══ Provided records ══

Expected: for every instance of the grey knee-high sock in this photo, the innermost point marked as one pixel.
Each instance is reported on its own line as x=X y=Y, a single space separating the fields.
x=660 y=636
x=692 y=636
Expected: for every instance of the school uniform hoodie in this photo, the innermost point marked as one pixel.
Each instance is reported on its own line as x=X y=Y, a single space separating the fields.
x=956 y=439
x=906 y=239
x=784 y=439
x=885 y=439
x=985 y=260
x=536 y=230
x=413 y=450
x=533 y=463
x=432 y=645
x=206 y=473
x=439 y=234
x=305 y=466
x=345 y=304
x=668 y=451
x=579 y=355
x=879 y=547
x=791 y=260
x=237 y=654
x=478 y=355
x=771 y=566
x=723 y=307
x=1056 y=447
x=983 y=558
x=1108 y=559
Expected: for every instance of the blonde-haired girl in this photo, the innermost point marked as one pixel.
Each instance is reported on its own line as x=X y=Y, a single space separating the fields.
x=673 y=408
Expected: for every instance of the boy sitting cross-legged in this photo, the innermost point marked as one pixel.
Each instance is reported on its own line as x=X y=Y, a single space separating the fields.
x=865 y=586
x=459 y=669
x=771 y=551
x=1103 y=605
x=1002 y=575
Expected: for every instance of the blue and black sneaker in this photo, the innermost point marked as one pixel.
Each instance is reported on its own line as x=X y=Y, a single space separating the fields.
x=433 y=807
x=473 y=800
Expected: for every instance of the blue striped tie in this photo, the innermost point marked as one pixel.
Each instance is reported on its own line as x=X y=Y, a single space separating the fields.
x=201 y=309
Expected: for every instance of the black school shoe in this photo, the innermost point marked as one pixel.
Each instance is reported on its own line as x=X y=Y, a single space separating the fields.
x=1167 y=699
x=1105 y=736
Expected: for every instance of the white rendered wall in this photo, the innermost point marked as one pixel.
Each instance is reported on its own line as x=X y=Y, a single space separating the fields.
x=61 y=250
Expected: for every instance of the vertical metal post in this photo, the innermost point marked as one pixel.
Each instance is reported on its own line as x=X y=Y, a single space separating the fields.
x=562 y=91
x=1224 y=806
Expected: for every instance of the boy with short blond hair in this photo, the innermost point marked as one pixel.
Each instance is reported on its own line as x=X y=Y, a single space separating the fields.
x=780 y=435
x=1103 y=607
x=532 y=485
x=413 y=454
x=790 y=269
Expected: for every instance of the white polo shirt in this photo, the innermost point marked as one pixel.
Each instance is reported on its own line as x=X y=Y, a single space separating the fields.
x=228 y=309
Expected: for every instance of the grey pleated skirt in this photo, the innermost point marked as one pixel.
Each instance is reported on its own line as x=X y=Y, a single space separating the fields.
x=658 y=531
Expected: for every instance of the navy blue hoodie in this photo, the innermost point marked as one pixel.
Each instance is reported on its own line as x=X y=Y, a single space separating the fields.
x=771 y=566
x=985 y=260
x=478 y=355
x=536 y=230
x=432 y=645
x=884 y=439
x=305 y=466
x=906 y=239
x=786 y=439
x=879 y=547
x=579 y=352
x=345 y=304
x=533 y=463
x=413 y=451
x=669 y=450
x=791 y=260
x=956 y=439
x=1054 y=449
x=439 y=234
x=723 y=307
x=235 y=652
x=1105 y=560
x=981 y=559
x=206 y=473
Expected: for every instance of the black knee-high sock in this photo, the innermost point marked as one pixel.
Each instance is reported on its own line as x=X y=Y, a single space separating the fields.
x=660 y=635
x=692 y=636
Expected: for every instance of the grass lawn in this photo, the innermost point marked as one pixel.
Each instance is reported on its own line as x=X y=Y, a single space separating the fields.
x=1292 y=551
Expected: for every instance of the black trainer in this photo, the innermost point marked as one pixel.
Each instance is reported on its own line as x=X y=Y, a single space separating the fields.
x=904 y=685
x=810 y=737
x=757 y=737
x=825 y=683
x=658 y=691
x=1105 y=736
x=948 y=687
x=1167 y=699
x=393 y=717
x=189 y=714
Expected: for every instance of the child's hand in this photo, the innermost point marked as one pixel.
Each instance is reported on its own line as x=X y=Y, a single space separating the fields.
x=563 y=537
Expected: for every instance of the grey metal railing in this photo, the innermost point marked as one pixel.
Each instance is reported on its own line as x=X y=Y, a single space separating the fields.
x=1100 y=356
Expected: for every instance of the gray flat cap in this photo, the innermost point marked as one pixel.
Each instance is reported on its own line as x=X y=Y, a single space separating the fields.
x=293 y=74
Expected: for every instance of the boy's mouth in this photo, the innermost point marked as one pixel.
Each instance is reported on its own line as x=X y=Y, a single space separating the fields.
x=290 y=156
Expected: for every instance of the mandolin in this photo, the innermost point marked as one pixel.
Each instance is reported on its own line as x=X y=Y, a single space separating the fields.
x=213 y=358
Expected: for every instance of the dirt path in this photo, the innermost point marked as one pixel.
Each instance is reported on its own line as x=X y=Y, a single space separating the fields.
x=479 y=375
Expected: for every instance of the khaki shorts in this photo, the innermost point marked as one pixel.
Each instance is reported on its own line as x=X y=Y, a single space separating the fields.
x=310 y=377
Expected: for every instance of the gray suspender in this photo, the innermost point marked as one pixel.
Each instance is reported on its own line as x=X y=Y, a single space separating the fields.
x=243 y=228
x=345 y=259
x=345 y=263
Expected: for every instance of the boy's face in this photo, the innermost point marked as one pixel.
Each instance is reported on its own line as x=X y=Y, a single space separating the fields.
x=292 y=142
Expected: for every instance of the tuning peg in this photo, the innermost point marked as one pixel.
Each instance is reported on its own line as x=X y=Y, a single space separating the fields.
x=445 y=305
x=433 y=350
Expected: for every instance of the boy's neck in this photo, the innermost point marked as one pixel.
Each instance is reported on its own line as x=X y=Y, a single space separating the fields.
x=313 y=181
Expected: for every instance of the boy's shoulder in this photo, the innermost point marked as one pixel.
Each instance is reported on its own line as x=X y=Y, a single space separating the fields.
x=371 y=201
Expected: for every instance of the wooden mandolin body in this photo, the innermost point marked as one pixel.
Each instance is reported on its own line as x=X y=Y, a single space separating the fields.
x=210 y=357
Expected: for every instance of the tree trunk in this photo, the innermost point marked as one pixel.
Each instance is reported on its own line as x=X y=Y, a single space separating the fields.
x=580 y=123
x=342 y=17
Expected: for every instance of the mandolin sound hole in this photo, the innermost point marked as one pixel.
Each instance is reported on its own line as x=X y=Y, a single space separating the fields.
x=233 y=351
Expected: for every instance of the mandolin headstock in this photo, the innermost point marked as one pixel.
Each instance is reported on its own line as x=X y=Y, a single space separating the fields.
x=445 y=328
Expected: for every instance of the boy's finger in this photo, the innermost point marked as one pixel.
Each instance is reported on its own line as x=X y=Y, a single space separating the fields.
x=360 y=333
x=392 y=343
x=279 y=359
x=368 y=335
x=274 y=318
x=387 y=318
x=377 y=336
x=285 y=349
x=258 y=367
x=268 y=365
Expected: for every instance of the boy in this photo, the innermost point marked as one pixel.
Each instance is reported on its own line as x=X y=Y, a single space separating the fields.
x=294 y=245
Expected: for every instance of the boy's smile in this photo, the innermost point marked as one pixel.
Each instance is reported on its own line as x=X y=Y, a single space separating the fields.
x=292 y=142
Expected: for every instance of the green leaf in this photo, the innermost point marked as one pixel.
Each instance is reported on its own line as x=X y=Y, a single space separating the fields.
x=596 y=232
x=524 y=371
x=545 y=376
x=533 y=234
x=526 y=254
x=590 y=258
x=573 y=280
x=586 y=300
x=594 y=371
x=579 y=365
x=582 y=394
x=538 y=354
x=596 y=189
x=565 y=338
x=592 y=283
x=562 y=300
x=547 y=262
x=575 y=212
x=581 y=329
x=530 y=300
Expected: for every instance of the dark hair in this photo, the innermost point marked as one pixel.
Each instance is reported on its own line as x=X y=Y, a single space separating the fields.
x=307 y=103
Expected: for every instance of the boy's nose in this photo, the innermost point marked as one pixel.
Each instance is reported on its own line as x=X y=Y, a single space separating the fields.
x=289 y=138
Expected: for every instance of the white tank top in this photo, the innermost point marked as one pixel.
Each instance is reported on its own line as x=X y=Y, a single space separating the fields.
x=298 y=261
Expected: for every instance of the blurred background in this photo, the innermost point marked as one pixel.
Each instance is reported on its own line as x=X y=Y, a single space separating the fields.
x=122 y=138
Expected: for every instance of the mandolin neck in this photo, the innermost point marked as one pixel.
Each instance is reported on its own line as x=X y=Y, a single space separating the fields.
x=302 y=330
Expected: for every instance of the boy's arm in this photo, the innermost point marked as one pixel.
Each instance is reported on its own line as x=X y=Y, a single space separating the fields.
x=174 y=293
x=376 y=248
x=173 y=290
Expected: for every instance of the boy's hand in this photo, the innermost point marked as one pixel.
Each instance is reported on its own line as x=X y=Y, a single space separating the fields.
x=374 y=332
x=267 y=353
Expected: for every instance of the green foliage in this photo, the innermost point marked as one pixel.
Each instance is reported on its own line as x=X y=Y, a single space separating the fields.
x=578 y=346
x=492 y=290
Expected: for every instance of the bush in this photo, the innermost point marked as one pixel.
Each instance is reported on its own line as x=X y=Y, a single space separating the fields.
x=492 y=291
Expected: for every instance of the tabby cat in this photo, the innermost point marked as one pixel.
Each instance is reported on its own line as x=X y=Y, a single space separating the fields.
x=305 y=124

═══

Stated task — Restate the records from the line containing "Expected: for every instance of the green foliage" through the line containing "x=492 y=290", swapping "green foliage" for "leafy greenery" and leaving everything else as it is.

Answer below —
Expected: for every instance of the leafy greenery in this photo, the innermost point marked as one pixel.
Each instance is reported on its own line as x=X y=Y, a single space separating the fields.
x=578 y=346
x=492 y=290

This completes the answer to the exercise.